::: ITEMS
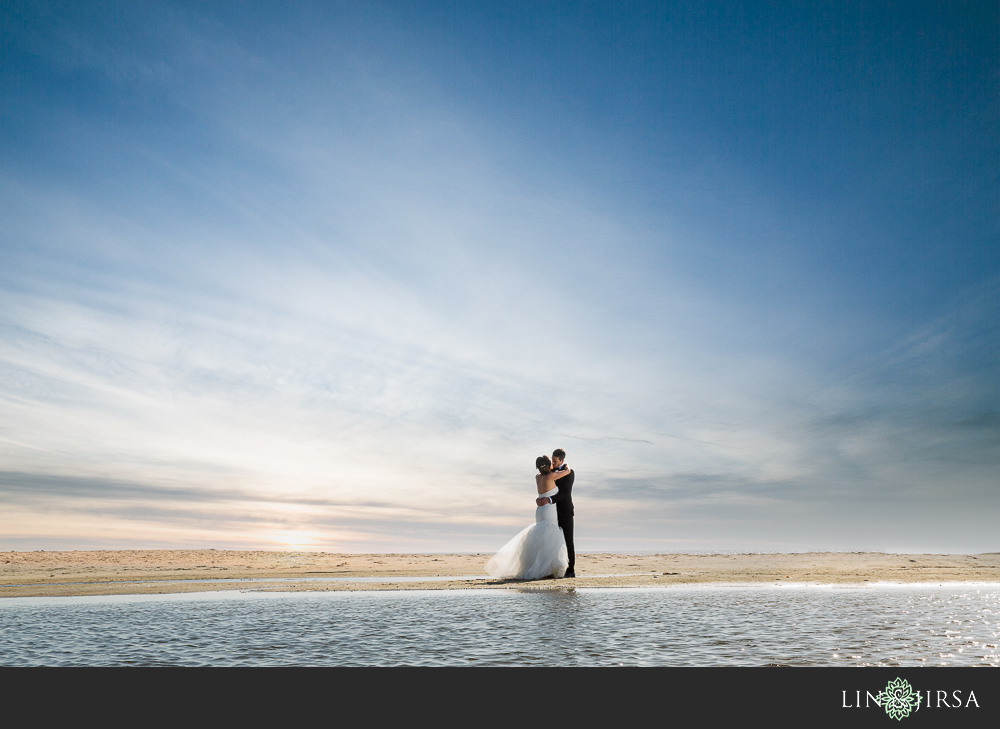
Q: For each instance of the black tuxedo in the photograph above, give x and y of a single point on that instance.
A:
(564, 512)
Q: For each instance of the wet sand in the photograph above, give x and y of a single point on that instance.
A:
(129, 572)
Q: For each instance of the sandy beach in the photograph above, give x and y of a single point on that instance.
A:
(129, 572)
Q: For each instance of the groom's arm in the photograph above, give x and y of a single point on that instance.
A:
(543, 500)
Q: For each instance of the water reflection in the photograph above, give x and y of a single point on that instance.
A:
(519, 627)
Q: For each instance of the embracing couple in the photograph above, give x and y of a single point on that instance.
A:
(544, 549)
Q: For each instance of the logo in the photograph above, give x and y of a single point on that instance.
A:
(899, 699)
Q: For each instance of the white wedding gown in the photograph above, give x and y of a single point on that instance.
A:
(538, 551)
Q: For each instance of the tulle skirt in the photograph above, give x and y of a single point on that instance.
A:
(537, 551)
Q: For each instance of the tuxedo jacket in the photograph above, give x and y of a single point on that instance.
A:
(564, 499)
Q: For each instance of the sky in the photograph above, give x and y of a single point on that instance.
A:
(331, 276)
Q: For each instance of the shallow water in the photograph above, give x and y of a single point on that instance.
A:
(679, 626)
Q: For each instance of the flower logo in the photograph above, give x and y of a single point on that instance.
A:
(898, 699)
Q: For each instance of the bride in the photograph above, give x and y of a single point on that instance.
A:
(540, 549)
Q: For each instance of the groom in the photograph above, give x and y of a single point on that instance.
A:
(564, 505)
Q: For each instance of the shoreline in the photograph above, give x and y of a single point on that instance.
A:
(136, 572)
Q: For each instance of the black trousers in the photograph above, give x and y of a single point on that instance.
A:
(566, 524)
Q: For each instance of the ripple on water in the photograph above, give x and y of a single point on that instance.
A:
(719, 626)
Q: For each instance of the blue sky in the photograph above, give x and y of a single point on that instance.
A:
(331, 276)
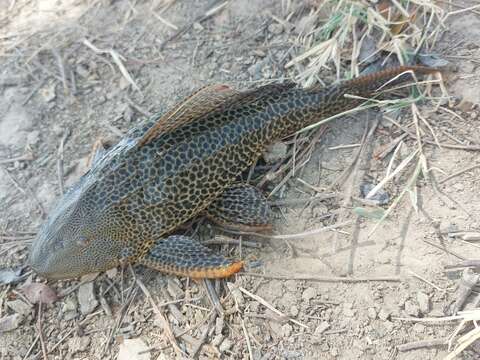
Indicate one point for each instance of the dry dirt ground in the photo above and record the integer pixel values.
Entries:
(55, 89)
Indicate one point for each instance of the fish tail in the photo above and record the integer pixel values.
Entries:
(386, 79)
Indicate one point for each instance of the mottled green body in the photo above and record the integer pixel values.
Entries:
(153, 181)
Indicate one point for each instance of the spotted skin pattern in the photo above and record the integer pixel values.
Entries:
(241, 207)
(171, 168)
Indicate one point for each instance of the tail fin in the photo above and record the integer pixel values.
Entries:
(388, 78)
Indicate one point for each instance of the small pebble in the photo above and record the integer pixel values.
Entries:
(78, 343)
(321, 328)
(217, 340)
(419, 328)
(309, 293)
(384, 314)
(19, 306)
(219, 323)
(133, 349)
(236, 293)
(275, 152)
(10, 322)
(423, 302)
(226, 345)
(411, 308)
(86, 298)
(287, 330)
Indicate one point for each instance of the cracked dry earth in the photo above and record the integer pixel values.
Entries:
(242, 45)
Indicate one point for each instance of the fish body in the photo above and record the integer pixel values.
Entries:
(173, 168)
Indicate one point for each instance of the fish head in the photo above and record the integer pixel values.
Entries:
(73, 241)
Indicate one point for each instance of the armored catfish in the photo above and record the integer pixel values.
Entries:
(178, 165)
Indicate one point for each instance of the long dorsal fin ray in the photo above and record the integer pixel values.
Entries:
(198, 104)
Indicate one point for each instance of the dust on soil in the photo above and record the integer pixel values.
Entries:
(241, 45)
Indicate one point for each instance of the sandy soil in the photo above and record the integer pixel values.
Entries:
(87, 97)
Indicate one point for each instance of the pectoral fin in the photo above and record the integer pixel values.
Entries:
(241, 207)
(184, 256)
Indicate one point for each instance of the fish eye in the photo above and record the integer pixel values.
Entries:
(82, 240)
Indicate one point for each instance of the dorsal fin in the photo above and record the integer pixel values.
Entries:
(200, 103)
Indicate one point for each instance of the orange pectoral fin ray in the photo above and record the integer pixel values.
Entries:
(184, 256)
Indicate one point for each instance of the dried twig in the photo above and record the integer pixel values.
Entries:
(414, 345)
(337, 279)
(40, 332)
(162, 319)
(271, 307)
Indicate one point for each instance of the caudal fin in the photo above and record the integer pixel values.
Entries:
(388, 78)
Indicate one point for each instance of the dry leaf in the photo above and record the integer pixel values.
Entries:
(9, 323)
(133, 349)
(9, 276)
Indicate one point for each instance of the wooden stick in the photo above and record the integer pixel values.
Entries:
(338, 279)
(421, 344)
(163, 320)
(269, 306)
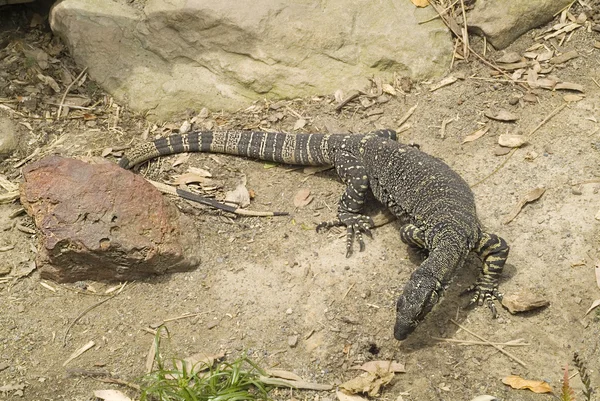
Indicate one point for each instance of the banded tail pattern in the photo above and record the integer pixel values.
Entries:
(303, 149)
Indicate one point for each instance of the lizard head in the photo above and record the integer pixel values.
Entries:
(421, 293)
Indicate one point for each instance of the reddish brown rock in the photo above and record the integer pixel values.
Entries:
(101, 222)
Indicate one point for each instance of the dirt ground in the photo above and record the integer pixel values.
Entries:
(264, 280)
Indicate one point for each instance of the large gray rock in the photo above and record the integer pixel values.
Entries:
(101, 222)
(223, 54)
(503, 21)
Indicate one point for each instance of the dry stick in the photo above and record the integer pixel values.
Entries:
(512, 152)
(82, 314)
(458, 35)
(470, 342)
(167, 189)
(62, 101)
(508, 354)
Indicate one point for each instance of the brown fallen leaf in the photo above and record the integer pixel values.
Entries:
(344, 396)
(595, 304)
(420, 3)
(369, 382)
(476, 135)
(502, 115)
(569, 86)
(572, 98)
(523, 301)
(283, 374)
(240, 195)
(111, 395)
(444, 82)
(303, 197)
(530, 196)
(537, 386)
(510, 57)
(511, 140)
(385, 366)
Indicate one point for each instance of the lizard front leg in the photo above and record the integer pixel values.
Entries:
(354, 175)
(493, 250)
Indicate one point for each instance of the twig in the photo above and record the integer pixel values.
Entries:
(514, 343)
(62, 101)
(512, 152)
(407, 115)
(508, 354)
(167, 189)
(82, 314)
(353, 95)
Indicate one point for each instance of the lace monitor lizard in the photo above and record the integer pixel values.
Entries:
(415, 186)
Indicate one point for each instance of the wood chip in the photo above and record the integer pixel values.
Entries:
(537, 386)
(523, 301)
(502, 115)
(476, 135)
(303, 197)
(511, 140)
(444, 82)
(530, 196)
(79, 351)
(569, 86)
(563, 58)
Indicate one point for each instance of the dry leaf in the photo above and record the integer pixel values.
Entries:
(511, 140)
(389, 89)
(343, 396)
(284, 374)
(537, 386)
(303, 197)
(189, 178)
(502, 115)
(370, 383)
(476, 135)
(531, 196)
(384, 366)
(79, 351)
(572, 98)
(444, 82)
(523, 301)
(182, 158)
(420, 3)
(569, 86)
(299, 124)
(510, 57)
(595, 304)
(239, 196)
(111, 395)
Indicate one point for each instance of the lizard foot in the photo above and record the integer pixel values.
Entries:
(356, 225)
(485, 291)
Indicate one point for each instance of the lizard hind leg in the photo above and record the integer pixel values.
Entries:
(414, 237)
(493, 251)
(350, 207)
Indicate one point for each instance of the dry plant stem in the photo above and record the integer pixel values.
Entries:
(469, 342)
(62, 101)
(82, 314)
(508, 354)
(530, 135)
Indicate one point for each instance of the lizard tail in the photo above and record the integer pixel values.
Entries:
(304, 149)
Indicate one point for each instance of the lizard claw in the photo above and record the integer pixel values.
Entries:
(485, 291)
(356, 224)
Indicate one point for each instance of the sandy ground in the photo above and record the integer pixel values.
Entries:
(264, 280)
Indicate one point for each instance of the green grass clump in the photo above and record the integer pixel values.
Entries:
(221, 381)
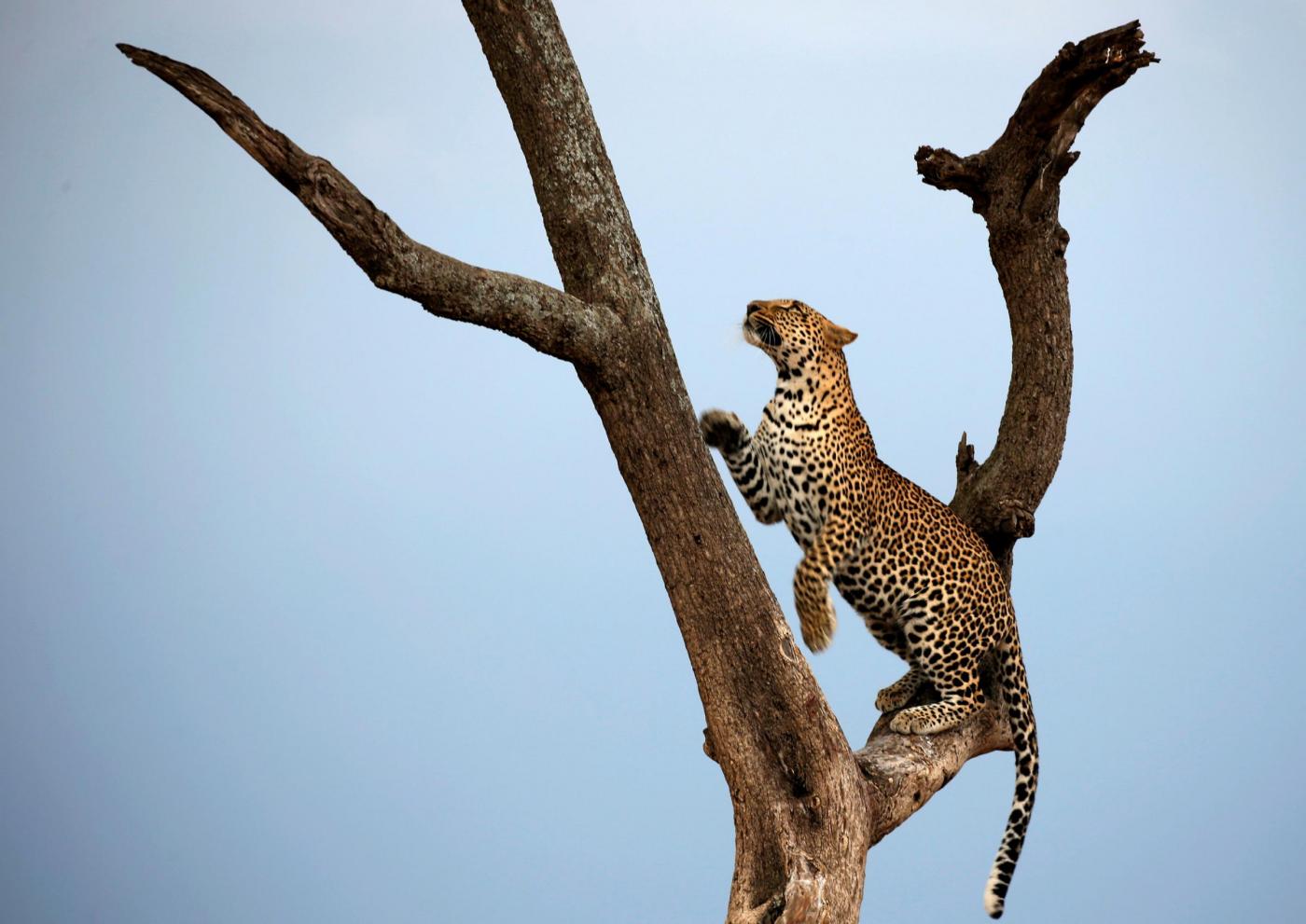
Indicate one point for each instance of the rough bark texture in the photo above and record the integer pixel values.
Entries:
(1015, 186)
(806, 807)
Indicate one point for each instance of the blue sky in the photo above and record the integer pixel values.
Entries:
(319, 608)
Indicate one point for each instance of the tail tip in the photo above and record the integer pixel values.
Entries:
(993, 904)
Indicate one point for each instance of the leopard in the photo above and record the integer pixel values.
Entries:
(924, 582)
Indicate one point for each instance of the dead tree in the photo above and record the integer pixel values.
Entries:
(807, 807)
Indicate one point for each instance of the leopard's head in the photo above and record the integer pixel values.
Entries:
(794, 335)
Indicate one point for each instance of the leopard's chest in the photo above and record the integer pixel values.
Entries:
(800, 480)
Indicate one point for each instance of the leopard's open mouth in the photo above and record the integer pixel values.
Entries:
(761, 329)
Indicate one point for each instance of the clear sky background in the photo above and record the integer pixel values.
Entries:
(317, 608)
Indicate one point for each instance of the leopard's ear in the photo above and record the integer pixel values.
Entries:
(838, 337)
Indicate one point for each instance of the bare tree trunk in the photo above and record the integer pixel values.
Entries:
(807, 808)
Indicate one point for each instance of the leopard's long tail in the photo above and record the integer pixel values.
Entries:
(1021, 714)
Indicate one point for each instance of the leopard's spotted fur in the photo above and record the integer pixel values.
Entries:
(926, 585)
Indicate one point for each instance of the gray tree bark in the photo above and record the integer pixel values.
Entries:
(807, 807)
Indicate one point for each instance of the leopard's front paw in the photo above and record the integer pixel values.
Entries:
(818, 623)
(722, 430)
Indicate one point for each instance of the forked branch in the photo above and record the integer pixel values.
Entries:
(806, 807)
(1015, 185)
(545, 317)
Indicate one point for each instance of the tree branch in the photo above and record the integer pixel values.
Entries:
(590, 228)
(806, 807)
(549, 320)
(1015, 185)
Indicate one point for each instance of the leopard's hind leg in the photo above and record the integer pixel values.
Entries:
(947, 658)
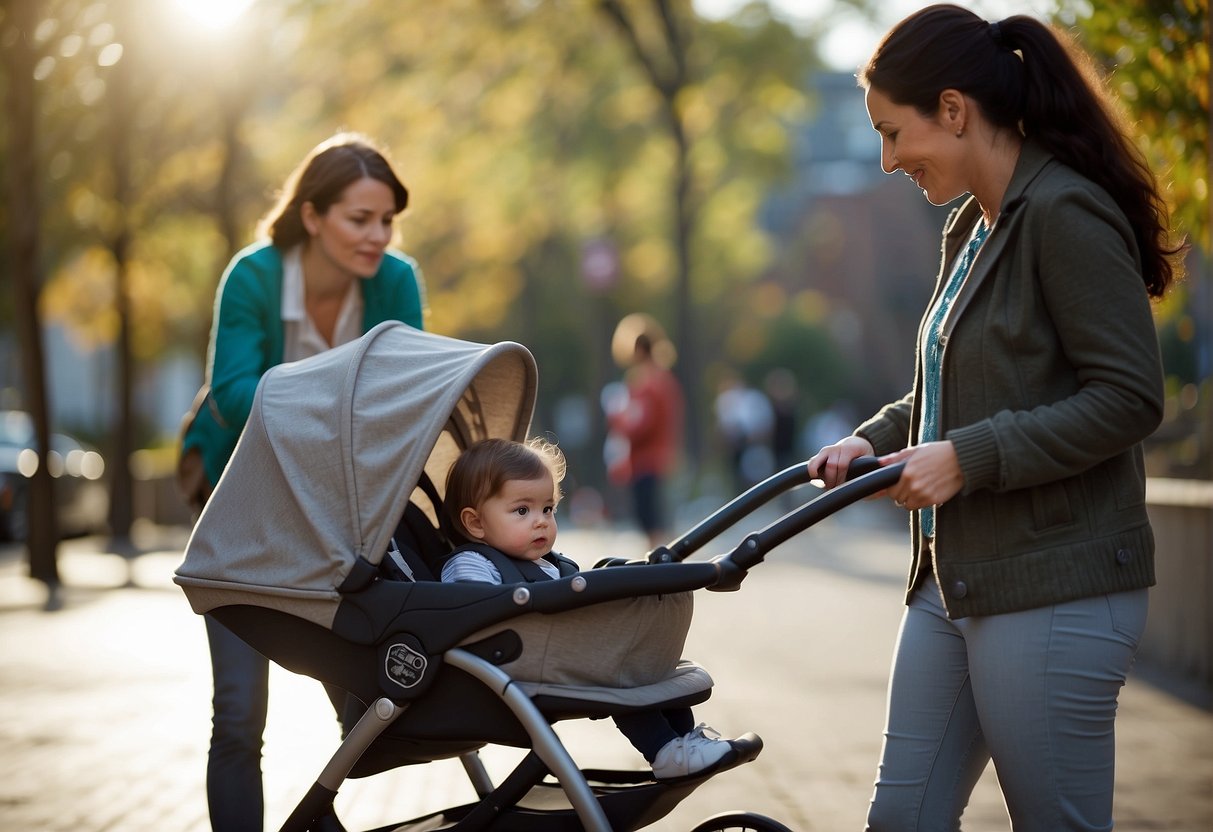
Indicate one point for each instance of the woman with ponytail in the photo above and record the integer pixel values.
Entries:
(1037, 379)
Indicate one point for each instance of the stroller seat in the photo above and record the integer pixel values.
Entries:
(292, 554)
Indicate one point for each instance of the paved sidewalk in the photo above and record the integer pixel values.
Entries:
(106, 702)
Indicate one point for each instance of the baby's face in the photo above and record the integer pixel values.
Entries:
(520, 519)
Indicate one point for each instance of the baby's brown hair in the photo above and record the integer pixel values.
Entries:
(487, 466)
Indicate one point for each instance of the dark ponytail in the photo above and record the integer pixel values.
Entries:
(1029, 78)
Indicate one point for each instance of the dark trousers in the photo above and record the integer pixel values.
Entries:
(650, 730)
(233, 765)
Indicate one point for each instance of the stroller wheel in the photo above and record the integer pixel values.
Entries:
(740, 821)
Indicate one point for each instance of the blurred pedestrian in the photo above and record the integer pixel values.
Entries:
(745, 420)
(1037, 377)
(320, 275)
(650, 420)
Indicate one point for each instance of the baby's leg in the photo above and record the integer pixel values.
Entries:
(648, 730)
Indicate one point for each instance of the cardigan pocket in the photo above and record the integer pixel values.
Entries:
(1051, 506)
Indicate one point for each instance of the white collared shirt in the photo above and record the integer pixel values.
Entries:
(302, 340)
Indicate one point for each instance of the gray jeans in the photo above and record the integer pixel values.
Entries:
(1035, 691)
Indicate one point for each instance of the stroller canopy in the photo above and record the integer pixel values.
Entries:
(332, 450)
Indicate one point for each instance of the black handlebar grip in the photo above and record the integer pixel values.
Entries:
(860, 466)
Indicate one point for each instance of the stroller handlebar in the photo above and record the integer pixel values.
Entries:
(865, 478)
(757, 496)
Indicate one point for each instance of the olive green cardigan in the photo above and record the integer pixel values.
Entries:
(1051, 380)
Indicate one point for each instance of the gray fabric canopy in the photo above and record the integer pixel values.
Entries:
(331, 452)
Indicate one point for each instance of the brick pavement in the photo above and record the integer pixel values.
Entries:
(106, 704)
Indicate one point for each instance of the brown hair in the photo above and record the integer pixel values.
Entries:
(322, 178)
(1026, 77)
(487, 466)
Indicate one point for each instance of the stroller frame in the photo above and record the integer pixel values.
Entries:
(340, 610)
(590, 808)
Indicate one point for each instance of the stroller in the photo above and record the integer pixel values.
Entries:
(320, 548)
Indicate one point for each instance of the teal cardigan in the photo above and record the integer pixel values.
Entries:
(248, 337)
(1052, 379)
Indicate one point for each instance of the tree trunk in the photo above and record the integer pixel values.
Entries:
(120, 101)
(20, 57)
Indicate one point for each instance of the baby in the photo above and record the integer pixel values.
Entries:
(500, 506)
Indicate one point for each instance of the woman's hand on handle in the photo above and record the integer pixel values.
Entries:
(831, 462)
(932, 476)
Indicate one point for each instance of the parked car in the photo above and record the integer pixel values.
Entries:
(81, 494)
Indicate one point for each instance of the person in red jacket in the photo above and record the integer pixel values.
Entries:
(651, 420)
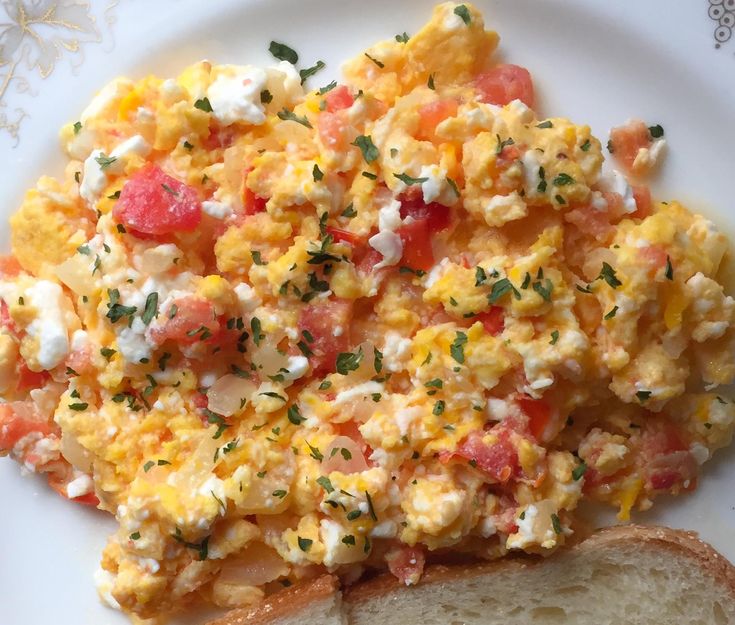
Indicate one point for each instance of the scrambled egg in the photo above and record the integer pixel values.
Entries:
(312, 329)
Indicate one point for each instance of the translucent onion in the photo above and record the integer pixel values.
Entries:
(75, 454)
(256, 565)
(75, 273)
(228, 394)
(343, 455)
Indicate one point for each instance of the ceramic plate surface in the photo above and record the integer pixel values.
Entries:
(671, 63)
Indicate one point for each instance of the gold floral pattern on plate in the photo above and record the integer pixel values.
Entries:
(34, 36)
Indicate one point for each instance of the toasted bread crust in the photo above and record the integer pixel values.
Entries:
(287, 602)
(677, 542)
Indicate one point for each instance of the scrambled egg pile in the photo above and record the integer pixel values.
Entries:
(275, 331)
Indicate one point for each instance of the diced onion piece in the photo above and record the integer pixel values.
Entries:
(75, 273)
(75, 454)
(269, 360)
(229, 394)
(256, 565)
(343, 455)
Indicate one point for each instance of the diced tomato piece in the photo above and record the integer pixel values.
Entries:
(18, 419)
(328, 323)
(493, 320)
(339, 98)
(418, 253)
(152, 202)
(9, 266)
(625, 142)
(194, 320)
(539, 414)
(253, 204)
(219, 137)
(6, 321)
(413, 205)
(343, 236)
(28, 379)
(432, 114)
(505, 83)
(590, 221)
(332, 130)
(679, 467)
(499, 460)
(406, 563)
(643, 202)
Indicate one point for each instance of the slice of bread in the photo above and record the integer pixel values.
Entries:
(318, 602)
(621, 575)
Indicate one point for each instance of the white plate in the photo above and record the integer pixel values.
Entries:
(599, 63)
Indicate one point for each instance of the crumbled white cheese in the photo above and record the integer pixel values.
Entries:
(504, 208)
(389, 216)
(49, 326)
(235, 95)
(389, 245)
(218, 210)
(616, 183)
(359, 391)
(435, 184)
(131, 342)
(297, 367)
(82, 485)
(105, 581)
(531, 166)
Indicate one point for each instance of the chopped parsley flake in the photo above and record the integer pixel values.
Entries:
(105, 161)
(607, 273)
(294, 415)
(287, 115)
(408, 180)
(203, 104)
(456, 349)
(367, 147)
(563, 180)
(463, 12)
(283, 52)
(151, 308)
(501, 144)
(310, 71)
(347, 361)
(656, 131)
(380, 64)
::::::
> REQUIREMENT
Through the last line of the entries above, beginning at the line containing "Indicate one point for each instance of the translucent", transcribe each line exactly, both ends included and nothing more.

> SOLUTION TO THIS EXERCISE
Indicate one point for each instance of the translucent onion in the photo above and record the integer pixel values.
Entries:
(75, 454)
(256, 565)
(75, 273)
(228, 394)
(343, 455)
Indicate one point for each instance of the ceramic plate surface in the photo above and record the integer pixel values.
Entries:
(671, 63)
Indicate one point for each instance of the gold floral pattern on plate in the photo above and record the integer pixel values.
Entries:
(34, 36)
Indicate one point for each instance of the toasted bread crust in the photo above and record the integer pixel values.
Entries:
(287, 602)
(677, 542)
Indicate one point for each instance of the scrambled egg pile in the photo above and record the integer pixel values.
Entries:
(275, 331)
Indicate one point for each instance of the diced onion piece in the photo above and record the integer pixel values.
Entries:
(75, 273)
(75, 454)
(269, 360)
(229, 394)
(256, 565)
(343, 455)
Indicate one point for each instance of the diced tomato piece in the photo above and record the integer pixel values.
Entries:
(18, 419)
(328, 323)
(493, 320)
(339, 98)
(418, 253)
(152, 202)
(9, 266)
(625, 142)
(194, 320)
(539, 414)
(253, 204)
(219, 137)
(6, 321)
(413, 205)
(343, 236)
(28, 379)
(432, 114)
(505, 83)
(590, 221)
(332, 130)
(679, 467)
(499, 460)
(406, 563)
(643, 202)
Indicate one point for each instance of the slice of bread in the photo above and record the integer pixel values.
Entries:
(318, 602)
(621, 575)
Indicate one point for each instance of the white plate in the photo above and record the integer pixel values.
Entries:
(599, 63)
Indicate one point for each instance of the crumbled white cheese in the photo above and record the integer pixel values.
Entries:
(504, 208)
(389, 216)
(49, 326)
(235, 95)
(389, 245)
(218, 210)
(616, 183)
(359, 391)
(435, 184)
(131, 342)
(297, 367)
(82, 485)
(105, 581)
(531, 166)
Indicate one point for each instance of the chopped parsley flake in the photo above and record the integer pixel values.
Entries:
(105, 161)
(607, 273)
(294, 415)
(287, 115)
(408, 180)
(203, 104)
(456, 349)
(367, 147)
(563, 180)
(463, 12)
(283, 52)
(151, 308)
(501, 144)
(310, 71)
(347, 361)
(656, 131)
(380, 64)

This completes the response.